*TEXTAUSZUG*.
# # #

Pilgern
Kein Weg unter vielen
Stefan Lohmann
Vor zehn Jahren revitalisierte Dieter Prüschenk den Braunschweiger Pilgerweg und zum Jubiläum am 2. September blickt der 76-Jährige durchaus ein wenig stolz auf den Erfolg.
Europa ist von einem wahren Netzwerk an Pilgerwegen durchzogen. Santiago de Compostela, Rom und Jerusalem waren einige der Ziele im Mittelalter. Der Fund des Grabes des Heiligen Jakobus als einem der zwölf Jünger Jesu hatte ab dem 9. Jahrhundert eine wahre Pilgerbewegung ausgelöst. Millionen Menschen machten sich auf den Weg, geradezu als „heilige Pflicht“, um das ersehnte Seelenheil zu erlangen. Viele Wege gerieten in Vergessenheit, wurden in den vergangenen Jahrzehnten wiederentdeckt.

# # #

*AUFGABE*.
Schreibe den Text oben über den Braunschweiger Pilgerweg bitte im selben Stil weiter, anschließend an seinen letzten Satz.

# # #

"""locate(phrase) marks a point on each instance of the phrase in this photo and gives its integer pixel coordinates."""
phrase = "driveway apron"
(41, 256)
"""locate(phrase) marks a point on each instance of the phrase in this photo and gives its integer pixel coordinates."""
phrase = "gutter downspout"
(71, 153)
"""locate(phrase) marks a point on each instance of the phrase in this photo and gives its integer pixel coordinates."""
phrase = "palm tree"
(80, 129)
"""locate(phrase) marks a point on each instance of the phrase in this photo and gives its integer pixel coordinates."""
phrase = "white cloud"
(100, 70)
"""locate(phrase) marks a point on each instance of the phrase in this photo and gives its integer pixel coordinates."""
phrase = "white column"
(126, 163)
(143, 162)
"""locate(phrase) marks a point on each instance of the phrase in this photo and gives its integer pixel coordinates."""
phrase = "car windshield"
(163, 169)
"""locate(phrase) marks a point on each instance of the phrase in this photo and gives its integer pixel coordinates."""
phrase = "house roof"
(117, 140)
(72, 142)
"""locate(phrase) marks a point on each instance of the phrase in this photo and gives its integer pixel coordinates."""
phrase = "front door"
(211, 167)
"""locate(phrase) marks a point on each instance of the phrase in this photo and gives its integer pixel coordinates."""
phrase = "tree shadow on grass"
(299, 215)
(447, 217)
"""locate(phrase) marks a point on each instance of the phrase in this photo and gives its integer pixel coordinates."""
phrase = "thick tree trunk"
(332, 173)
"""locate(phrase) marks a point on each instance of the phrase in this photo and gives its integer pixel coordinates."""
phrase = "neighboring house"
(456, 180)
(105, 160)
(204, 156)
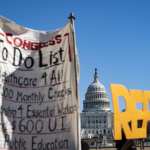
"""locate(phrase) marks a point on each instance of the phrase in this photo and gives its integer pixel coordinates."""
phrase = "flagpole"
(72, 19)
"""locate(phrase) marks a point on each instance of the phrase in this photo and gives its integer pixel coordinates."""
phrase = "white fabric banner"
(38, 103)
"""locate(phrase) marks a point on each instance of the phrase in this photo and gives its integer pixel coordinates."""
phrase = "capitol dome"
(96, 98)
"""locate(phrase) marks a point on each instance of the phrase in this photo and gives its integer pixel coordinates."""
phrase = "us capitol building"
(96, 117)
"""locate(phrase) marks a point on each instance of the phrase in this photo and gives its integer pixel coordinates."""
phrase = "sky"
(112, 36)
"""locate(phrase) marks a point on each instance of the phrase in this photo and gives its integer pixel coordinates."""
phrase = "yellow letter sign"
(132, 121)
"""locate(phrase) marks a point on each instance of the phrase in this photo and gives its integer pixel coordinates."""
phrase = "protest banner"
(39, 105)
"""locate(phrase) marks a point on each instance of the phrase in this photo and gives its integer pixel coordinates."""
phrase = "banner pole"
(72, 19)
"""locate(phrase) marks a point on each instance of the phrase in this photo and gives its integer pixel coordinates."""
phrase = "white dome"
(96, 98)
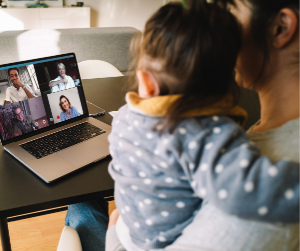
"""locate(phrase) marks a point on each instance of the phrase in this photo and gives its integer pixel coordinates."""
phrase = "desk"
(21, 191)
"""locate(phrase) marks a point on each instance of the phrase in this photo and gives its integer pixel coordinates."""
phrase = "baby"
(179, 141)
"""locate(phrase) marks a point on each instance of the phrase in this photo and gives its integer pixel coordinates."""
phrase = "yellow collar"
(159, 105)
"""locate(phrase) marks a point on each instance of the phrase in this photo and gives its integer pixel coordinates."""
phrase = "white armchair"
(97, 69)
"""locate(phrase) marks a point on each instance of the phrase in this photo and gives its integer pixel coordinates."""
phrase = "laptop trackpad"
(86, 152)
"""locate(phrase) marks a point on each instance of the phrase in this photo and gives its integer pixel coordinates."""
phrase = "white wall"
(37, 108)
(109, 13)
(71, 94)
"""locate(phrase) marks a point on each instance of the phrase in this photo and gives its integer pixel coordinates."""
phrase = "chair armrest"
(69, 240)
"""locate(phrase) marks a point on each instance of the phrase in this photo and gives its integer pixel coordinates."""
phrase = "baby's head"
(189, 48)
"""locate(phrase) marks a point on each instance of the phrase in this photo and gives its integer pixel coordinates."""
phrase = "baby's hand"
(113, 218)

# # #

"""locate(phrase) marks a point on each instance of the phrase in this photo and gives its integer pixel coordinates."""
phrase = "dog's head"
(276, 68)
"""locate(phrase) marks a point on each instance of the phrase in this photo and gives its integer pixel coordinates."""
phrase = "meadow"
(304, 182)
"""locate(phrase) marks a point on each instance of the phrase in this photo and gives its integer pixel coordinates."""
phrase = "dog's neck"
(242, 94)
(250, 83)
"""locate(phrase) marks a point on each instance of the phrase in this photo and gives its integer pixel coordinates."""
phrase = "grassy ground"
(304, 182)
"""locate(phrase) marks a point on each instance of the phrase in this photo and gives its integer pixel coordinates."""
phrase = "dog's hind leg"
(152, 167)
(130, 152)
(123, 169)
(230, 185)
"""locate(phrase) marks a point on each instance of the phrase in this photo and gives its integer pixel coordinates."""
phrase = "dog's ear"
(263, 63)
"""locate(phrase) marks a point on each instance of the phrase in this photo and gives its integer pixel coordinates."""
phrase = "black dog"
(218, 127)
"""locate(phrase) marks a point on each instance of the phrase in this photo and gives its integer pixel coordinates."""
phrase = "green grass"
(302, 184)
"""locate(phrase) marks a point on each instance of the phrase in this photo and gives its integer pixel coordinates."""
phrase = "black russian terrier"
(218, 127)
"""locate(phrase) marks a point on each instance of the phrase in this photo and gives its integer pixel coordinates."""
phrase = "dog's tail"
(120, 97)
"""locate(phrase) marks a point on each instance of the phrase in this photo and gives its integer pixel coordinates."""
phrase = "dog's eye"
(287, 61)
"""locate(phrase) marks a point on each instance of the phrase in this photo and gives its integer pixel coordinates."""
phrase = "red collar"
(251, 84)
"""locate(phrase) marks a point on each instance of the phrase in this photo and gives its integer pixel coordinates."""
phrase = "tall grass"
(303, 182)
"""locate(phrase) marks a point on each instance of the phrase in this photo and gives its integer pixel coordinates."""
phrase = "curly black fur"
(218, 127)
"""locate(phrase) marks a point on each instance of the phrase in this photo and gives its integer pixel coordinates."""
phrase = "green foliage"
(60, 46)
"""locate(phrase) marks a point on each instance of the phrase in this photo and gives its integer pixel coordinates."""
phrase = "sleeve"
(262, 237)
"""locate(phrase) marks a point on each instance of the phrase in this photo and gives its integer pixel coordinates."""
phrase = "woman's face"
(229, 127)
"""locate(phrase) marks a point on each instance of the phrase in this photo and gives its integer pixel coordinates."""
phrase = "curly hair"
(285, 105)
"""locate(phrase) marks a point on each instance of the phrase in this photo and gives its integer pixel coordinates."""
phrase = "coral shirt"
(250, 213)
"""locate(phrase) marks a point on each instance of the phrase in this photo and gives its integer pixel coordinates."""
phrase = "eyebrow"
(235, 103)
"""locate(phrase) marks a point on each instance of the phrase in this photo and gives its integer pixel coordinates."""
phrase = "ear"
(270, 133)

# # #

*ERGEBNIS*.
Auch der Braunschweiger Jakobsweg verlief einst als Teil der alten europäischen Routen nach Santiago de Compostela, führt entlang eines alten Handelswegs – des Hellwegs, der heutigen Bundesstraße 1 – von Ost nach West. Für Prüschenk ist die gut 270 Kilometer lange Route aber nicht einfach ein Pilgerweg unter vielen. „Das ist ein ganz wichtiger Weg“, so seine Einschätzung. 2013 vereinbarten die Evangelische Akademie für die Landeskirche Braunschweig, die Stiftung Braunschweigischer Kulturbesitz und das katholische Bistum Hildesheim eine Projektpartnerschaft zur Wiederbelebung dieses ökumenischen Erbes. „Der Jakobsweg zwischen Magdeburg und Braunschweig, Hildesheim und Höxter ist altes Kulturgut“, betont der Projektleiter.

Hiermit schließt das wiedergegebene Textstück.